■ TASK TO CARRY OUT
Transcribe everything in the data word for word. Pictures are left out.

#### AVAILABLE DATA ####

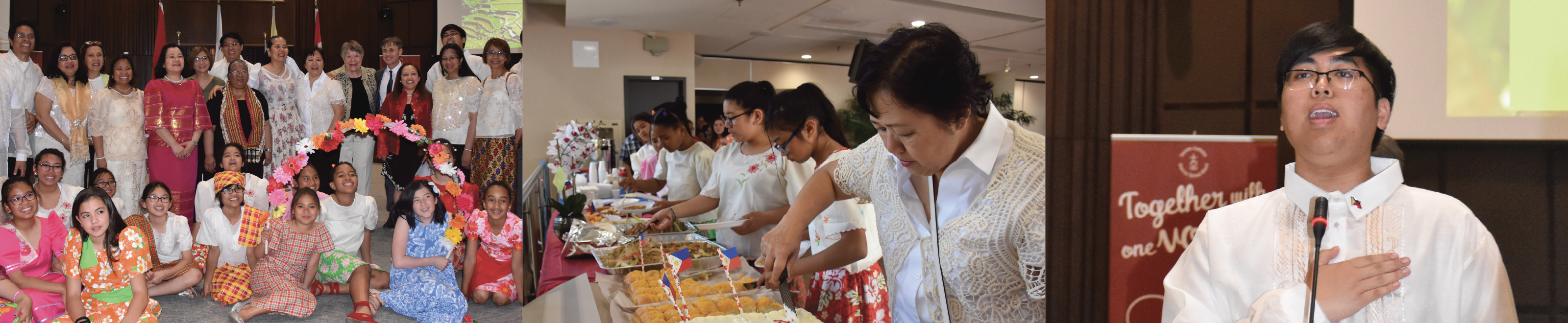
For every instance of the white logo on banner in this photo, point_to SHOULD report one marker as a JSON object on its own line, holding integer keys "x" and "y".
{"x": 1191, "y": 168}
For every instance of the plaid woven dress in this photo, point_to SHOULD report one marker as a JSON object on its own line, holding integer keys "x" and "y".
{"x": 278, "y": 277}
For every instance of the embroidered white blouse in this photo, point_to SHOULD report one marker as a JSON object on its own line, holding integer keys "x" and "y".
{"x": 686, "y": 173}
{"x": 1247, "y": 261}
{"x": 745, "y": 184}
{"x": 990, "y": 212}
{"x": 501, "y": 107}
{"x": 316, "y": 102}
{"x": 255, "y": 195}
{"x": 455, "y": 99}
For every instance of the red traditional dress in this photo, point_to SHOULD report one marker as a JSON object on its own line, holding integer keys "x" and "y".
{"x": 106, "y": 284}
{"x": 182, "y": 110}
{"x": 493, "y": 266}
{"x": 278, "y": 277}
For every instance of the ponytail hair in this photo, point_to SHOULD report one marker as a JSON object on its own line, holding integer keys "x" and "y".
{"x": 792, "y": 109}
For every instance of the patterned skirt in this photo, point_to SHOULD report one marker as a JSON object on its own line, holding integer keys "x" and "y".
{"x": 275, "y": 289}
{"x": 339, "y": 267}
{"x": 231, "y": 284}
{"x": 494, "y": 161}
{"x": 843, "y": 297}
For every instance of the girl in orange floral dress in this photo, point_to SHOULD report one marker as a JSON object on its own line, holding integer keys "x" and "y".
{"x": 104, "y": 264}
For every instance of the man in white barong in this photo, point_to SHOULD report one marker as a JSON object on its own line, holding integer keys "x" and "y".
{"x": 1392, "y": 253}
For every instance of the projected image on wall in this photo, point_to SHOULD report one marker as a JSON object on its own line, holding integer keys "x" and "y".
{"x": 484, "y": 20}
{"x": 1507, "y": 59}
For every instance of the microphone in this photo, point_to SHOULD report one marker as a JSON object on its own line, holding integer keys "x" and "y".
{"x": 1319, "y": 225}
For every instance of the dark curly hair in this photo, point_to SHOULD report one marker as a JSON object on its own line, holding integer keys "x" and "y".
{"x": 929, "y": 69}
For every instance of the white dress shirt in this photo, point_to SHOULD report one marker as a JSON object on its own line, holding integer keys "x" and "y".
{"x": 349, "y": 223}
{"x": 1247, "y": 261}
{"x": 23, "y": 77}
{"x": 220, "y": 69}
{"x": 219, "y": 232}
{"x": 255, "y": 195}
{"x": 962, "y": 184}
{"x": 476, "y": 63}
{"x": 388, "y": 81}
{"x": 686, "y": 173}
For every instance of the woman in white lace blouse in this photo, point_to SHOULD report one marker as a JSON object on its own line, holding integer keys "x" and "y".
{"x": 943, "y": 162}
{"x": 322, "y": 102}
{"x": 499, "y": 132}
{"x": 118, "y": 136}
{"x": 457, "y": 106}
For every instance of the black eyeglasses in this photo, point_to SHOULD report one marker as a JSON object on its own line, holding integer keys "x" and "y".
{"x": 731, "y": 120}
{"x": 18, "y": 200}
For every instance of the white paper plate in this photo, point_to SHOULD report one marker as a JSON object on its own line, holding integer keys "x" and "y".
{"x": 714, "y": 226}
{"x": 647, "y": 206}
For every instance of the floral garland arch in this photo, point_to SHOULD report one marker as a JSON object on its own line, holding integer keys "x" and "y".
{"x": 280, "y": 187}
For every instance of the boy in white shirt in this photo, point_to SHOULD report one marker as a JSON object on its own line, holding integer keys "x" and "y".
{"x": 1392, "y": 253}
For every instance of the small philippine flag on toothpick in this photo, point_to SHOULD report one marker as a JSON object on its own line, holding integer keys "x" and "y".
{"x": 731, "y": 258}
{"x": 678, "y": 261}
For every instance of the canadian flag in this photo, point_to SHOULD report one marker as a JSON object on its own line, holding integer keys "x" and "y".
{"x": 159, "y": 40}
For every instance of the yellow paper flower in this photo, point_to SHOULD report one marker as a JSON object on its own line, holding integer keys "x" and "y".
{"x": 455, "y": 236}
{"x": 360, "y": 126}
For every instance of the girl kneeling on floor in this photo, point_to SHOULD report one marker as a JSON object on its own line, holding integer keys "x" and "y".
{"x": 494, "y": 250}
{"x": 106, "y": 262}
{"x": 424, "y": 284}
{"x": 288, "y": 262}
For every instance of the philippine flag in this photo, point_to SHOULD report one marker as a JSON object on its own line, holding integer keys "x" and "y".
{"x": 678, "y": 261}
{"x": 731, "y": 259}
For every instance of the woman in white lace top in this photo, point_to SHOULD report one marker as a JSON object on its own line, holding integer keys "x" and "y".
{"x": 281, "y": 87}
{"x": 63, "y": 96}
{"x": 457, "y": 106}
{"x": 498, "y": 137}
{"x": 946, "y": 163}
{"x": 120, "y": 138}
{"x": 322, "y": 101}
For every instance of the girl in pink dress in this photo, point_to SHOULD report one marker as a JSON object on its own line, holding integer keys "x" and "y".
{"x": 30, "y": 252}
{"x": 494, "y": 248}
{"x": 176, "y": 115}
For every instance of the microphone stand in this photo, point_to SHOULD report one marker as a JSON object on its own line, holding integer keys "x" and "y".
{"x": 1319, "y": 225}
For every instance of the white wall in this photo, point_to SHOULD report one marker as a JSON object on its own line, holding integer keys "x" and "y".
{"x": 1031, "y": 98}
{"x": 1413, "y": 35}
{"x": 557, "y": 93}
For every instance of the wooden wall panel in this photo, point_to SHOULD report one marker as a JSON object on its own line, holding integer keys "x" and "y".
{"x": 1102, "y": 62}
{"x": 1520, "y": 192}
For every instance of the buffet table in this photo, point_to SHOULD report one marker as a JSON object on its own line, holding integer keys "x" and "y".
{"x": 554, "y": 270}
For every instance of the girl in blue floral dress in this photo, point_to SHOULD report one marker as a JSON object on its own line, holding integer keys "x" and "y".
{"x": 424, "y": 284}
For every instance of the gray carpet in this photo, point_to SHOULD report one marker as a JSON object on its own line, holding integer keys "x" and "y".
{"x": 328, "y": 308}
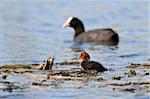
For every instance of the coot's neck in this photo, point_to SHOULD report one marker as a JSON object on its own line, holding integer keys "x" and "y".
{"x": 79, "y": 29}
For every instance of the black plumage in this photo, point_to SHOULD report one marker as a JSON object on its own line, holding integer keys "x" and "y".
{"x": 105, "y": 36}
{"x": 92, "y": 65}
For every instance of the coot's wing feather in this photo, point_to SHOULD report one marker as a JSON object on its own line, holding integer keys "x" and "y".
{"x": 103, "y": 36}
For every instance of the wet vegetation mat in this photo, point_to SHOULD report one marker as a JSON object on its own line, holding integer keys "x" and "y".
{"x": 134, "y": 78}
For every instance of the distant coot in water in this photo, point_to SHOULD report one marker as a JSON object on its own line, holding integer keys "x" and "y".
{"x": 101, "y": 36}
{"x": 90, "y": 65}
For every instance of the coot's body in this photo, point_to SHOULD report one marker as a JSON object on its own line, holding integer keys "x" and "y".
{"x": 90, "y": 65}
{"x": 101, "y": 36}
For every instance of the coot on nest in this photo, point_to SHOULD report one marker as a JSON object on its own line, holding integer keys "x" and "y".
{"x": 105, "y": 36}
{"x": 90, "y": 65}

####

■ TASK RESPONSE
For every instance of the white logo on banner in this photo, point_to SHOULD report one marker as a JSON object on its own line, holding integer keys "x" and "y".
{"x": 1191, "y": 168}
For every instance of the plaid woven dress in this photo, point_to SHOULD report one marker as a JSON object on its own line, holding integer keys "x" and "y".
{"x": 278, "y": 277}
For every instance of the embroidered white blouse in this photo, point_to SHOULD report one marker as a JSON object on its own line, holding integer keys "x" and "y".
{"x": 686, "y": 173}
{"x": 1247, "y": 261}
{"x": 745, "y": 184}
{"x": 990, "y": 212}
{"x": 501, "y": 107}
{"x": 316, "y": 102}
{"x": 255, "y": 195}
{"x": 455, "y": 99}
For every instance of the red traditional dress in this photo, point_to SHOULD report one marker as a JSON object on its own line, holding integer keys "x" and "y".
{"x": 106, "y": 284}
{"x": 182, "y": 110}
{"x": 493, "y": 266}
{"x": 278, "y": 277}
For every instance of the ponytail hair in this photo, point_to SHOULD report one marker as a JSON object on its own line, holding integer keys "x" and "y".
{"x": 792, "y": 109}
For every instance of the patterned skirt in this photo, point_to SHOULD report one marker as a JSON object on its own line, holding integer keys "x" and "y".
{"x": 275, "y": 289}
{"x": 339, "y": 267}
{"x": 231, "y": 284}
{"x": 494, "y": 161}
{"x": 843, "y": 297}
For every instance of the girl in orange floral dress in this photo, point_to SHOULD report one marker as a JSON object on its own line, holding integer keys "x" and "y".
{"x": 104, "y": 264}
For every instance of the man in white barong in this photo, point_to SHOULD report one marker as a JSON object on its own line, holding integer keys "x" and "y".
{"x": 1392, "y": 253}
For every instance of the projected image on wall in this photo, point_to SHOULD report one marker as a JSON object on its own line, holding integer keys "x" and "y".
{"x": 484, "y": 20}
{"x": 1507, "y": 59}
For every instance of the microphone in this photo, point_to SHOULD report one marker as a JSON object on its own line, holding integer keys "x" and "y".
{"x": 1319, "y": 225}
For every instance of the dark curly hair in this photo, point_to SHOULD report one marker as a JSON object on its own line, holding integer keys "x" and "y".
{"x": 929, "y": 69}
For every instance of the white dress shirt in this photo, point_to SHOULD report one marker as a JSON object on its own line, holding integer keys "x" and "y".
{"x": 349, "y": 223}
{"x": 1247, "y": 261}
{"x": 23, "y": 77}
{"x": 220, "y": 69}
{"x": 219, "y": 232}
{"x": 255, "y": 195}
{"x": 962, "y": 184}
{"x": 476, "y": 63}
{"x": 388, "y": 81}
{"x": 686, "y": 173}
For every instance of the woman in white lace blouse in this photo, point_to SHOULD report one marker as a JSON object on its own line, holding integer keys "x" and "y".
{"x": 943, "y": 162}
{"x": 322, "y": 102}
{"x": 499, "y": 132}
{"x": 118, "y": 136}
{"x": 457, "y": 106}
For every instance of the black eyeglasses in this photo, point_to SHOULD report one marker as a JSON object on its own line, holding integer keys "x" and "y".
{"x": 731, "y": 120}
{"x": 18, "y": 200}
For every instance of the white paper plate in this photo, point_to SHOULD report one marker as a JSON object on its own line, holding integer keys "x" and "y".
{"x": 714, "y": 226}
{"x": 647, "y": 206}
For every instance of the floral garland arch in this photo, point_to SHOULD report one marker as a JSON object on its own line, holding integer keys "x" and "y".
{"x": 280, "y": 187}
For every instance of the boy in white shirt in this photo, point_to SHOULD report one marker as a JSON object on its own line, holding integer keys "x" and "y".
{"x": 1392, "y": 253}
For every instance of the small philippine flag on toothpick in this photo, point_to SHOULD report one marker as a JSON object on its own line, holding integer keys "x" and "y".
{"x": 731, "y": 258}
{"x": 678, "y": 261}
For every instance of the canadian flag in this photo, point_to SHOULD report one marker as a JSON object on its own line, holding integer keys "x" and "y".
{"x": 159, "y": 40}
For every instance of the yellow paper flower in this photo, point_to SHOULD report one marker as a JSON object on its own line, holding integer keys "x" and "y".
{"x": 455, "y": 236}
{"x": 360, "y": 126}
For every instance of the girl kneeling on floor in this photo, point_to SHOULD report one marker as a JSON object on its own line, holding integer keys "x" and "y".
{"x": 494, "y": 250}
{"x": 106, "y": 262}
{"x": 424, "y": 284}
{"x": 288, "y": 262}
For every instance of the philippine flag in this photo, point_to SHOULD report one marker as a JSON object on its own line, holding integer keys "x" and "y".
{"x": 678, "y": 261}
{"x": 731, "y": 259}
For every instance of the woman in white lace top in this photo, point_to SHOULD report one marker as a JSON object on its own line, holding integer keys "x" and "y".
{"x": 281, "y": 87}
{"x": 63, "y": 96}
{"x": 457, "y": 106}
{"x": 498, "y": 137}
{"x": 946, "y": 163}
{"x": 120, "y": 138}
{"x": 322, "y": 101}
For every instance of the girl in pink dress in this photo, point_to SHOULD report one marker as a JSON object on its own line, holding integer keys "x" and "y".
{"x": 30, "y": 252}
{"x": 494, "y": 248}
{"x": 176, "y": 115}
For every instance of the microphone stand in this photo, point_to SHOULD report one marker as a JSON object on its own line, holding integer keys "x" and "y".
{"x": 1319, "y": 225}
For every instance of the white wall in this photo, point_to SHOULD report one marker as a JSON object on its own line, holding integer keys "x" and "y".
{"x": 1031, "y": 98}
{"x": 1413, "y": 35}
{"x": 557, "y": 93}
For every instance of the wooden wall panel in this photo, point_to SHOULD report one marker as a JSON object on its own line, holding integer keys "x" and "y".
{"x": 1102, "y": 62}
{"x": 1520, "y": 192}
For every instance of the buffet table in this photo, point_to SHOULD report one marker as a JSON object on its own line, holding integer keys "x" and "y".
{"x": 554, "y": 270}
For every instance of the girl in blue floral dress in this photo, point_to SHOULD report one marker as a JSON object on its own line, holding integer keys "x" and "y".
{"x": 424, "y": 284}
For every instance of the gray carpet in this photo, point_to SHOULD report one marker as a JSON object on its own line, holding integer keys "x" and "y".
{"x": 328, "y": 308}
For every instance of the coot's neck in this photo, point_to SHOULD report one marker as a JSON object on its own line, holding integer keys "x" and "y".
{"x": 79, "y": 29}
For every instance of the black plumage in this photo, point_to SHOULD report one marker as a JSON object on its own line, holding integer keys "x" and "y".
{"x": 105, "y": 36}
{"x": 92, "y": 65}
For every instance of the coot's wing feather in this photo, point_to SHOULD report one marker as a JSON object on its own line, holding integer keys "x" and "y".
{"x": 103, "y": 36}
For every instance of the wet vegetation mat in this photo, point_to SHOULD report one marker as a JSON object on its own line, holding integer keys "x" and "y".
{"x": 134, "y": 78}
For every instance of the distant coot in water in this photo, point_to SHOULD report one marker as a JSON object on its own line, holding integer keys "x" and "y".
{"x": 101, "y": 36}
{"x": 90, "y": 65}
For every instance of the coot's body in this photo, point_to SHOULD report one marker as a JSON object on its own line, holding integer keys "x" and "y".
{"x": 90, "y": 65}
{"x": 101, "y": 36}
For every instance of the coot on nest in this photo, point_to SHOULD report one marker as a JSON object on its own line, holding integer keys "x" and "y".
{"x": 105, "y": 36}
{"x": 90, "y": 65}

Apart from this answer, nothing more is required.